• PROBLEM REQUIREMENTS: The task calls for each record to be given again exactly.

• INPUT FOR THIS TASK:
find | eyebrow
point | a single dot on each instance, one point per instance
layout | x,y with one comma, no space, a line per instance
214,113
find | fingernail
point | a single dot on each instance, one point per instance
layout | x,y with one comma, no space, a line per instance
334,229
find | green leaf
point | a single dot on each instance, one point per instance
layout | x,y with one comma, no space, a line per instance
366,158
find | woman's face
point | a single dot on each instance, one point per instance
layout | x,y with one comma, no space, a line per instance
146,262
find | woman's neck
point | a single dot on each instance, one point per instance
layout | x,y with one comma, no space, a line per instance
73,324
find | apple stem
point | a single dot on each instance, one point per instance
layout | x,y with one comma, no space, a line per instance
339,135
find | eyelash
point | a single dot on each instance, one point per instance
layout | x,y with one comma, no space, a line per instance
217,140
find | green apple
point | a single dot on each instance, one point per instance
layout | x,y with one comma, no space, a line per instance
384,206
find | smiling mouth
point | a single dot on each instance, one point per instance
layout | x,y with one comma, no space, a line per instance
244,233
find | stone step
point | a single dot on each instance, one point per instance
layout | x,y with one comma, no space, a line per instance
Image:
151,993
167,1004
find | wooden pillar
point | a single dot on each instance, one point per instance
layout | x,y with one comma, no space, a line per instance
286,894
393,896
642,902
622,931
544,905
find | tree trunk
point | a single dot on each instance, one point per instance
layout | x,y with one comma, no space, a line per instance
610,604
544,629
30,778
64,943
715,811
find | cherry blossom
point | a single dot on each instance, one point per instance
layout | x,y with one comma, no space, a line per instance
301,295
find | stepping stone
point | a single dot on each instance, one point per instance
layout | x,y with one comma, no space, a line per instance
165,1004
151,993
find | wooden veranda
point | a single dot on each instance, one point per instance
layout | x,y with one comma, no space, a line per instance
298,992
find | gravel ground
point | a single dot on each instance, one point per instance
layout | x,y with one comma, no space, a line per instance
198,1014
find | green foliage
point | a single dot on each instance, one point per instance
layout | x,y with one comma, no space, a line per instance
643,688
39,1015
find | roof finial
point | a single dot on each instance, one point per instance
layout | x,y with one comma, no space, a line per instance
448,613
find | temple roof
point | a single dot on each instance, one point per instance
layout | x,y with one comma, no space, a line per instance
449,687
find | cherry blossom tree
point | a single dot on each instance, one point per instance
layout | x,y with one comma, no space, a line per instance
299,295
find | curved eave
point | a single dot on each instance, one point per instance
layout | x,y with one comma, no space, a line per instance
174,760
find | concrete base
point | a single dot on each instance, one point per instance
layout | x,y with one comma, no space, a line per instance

• EXERCISE RESPONSE:
find | eyebrow
point | a single dot on each instance, one point per instance
layout | x,y with one comma, no space, a line per instance
214,113
find | fingernail
point | a single dot on each instance, one point per instance
layout | x,y with one comma, no space, a line per instance
334,229
find | green leaf
point | a single dot on each instance, one point per instance
layout | x,y with one comma, no space, a line per instance
366,158
find | woman's face
point | a single dot on each instance, one point per instance
layout | x,y with one comma, no space, a line per instance
146,262
find | woman's neck
point | a single dot on each instance, one point per instance
layout | x,y with one comma, no space, a line per instance
73,324
find | apple stem
point | a single dot on each instance, one point per instance
layout | x,y with one comma, no space, a line per instance
339,135
find | eyelash
point | a single dot on each instance, one point per instance
layout | x,y with one comma, no space, a line per instance
217,140
find | green apple
point | a single dot on each instance, one point per instance
layout | x,y with one comma, no space, a line per instance
384,206
find | smiling mouth
point | a single dot on each instance, one point per instance
layout | x,y with one comma, no space, a line per instance
244,233
find | stone step
point | a single dot on each instance, one point per instance
layout | x,y with one comma, no space, a line per instance
Image:
151,993
167,1004
find | wooden pillar
point | a single dot on each instance, one point per instance
layout | x,y with one comma, no space, a line per instance
286,894
393,896
642,902
622,931
544,905
find | tree trunk
point | a single dot on each instance, one point per instance
layout | x,y with one comma, no space, a line per instance
610,604
544,629
30,778
64,943
715,811
find | cherry blossom
point | a single dot on each instance, one point per instance
layout | x,y with one comma, no space, a line per instance
301,295
find | stepping stone
point | a single dot on each instance, one point per instance
layout | x,y with one comma, no space, a line per instance
165,1004
151,993
find | wooden veranda
point | a single dot on each instance, one point per instance
layout | x,y with one comma, no space, a line per instance
298,992
find | gravel ground
point | a single dot on each instance, one point per instance
layout | x,y with one comma, no space, a line per instance
198,1014
find | green foliage
point | a single dot on each instance, one point per instance
layout | x,y with one comma, no space, a line per instance
643,688
39,1015
find | roof finial
point | a single dot on each instance, one point per instance
layout | x,y with one comma, no space, a line per instance
448,613
find | temple roof
point | a single dot on each instance, one point per instance
layout | x,y with one comma, no space, a line per instance
449,687
find | cherry blossom tree
point | a single dot on each instance, one point per instance
layout | x,y with one comma, no space, a line per instance
299,295
find | curved eave
point | a single dot on each instance, one point per instance
layout | x,y with one comma, no space, a line per instance
174,760
find | concrete base
point | a single dot on each instance, one point per instance
layout | x,y with one comma, no space, a line per instance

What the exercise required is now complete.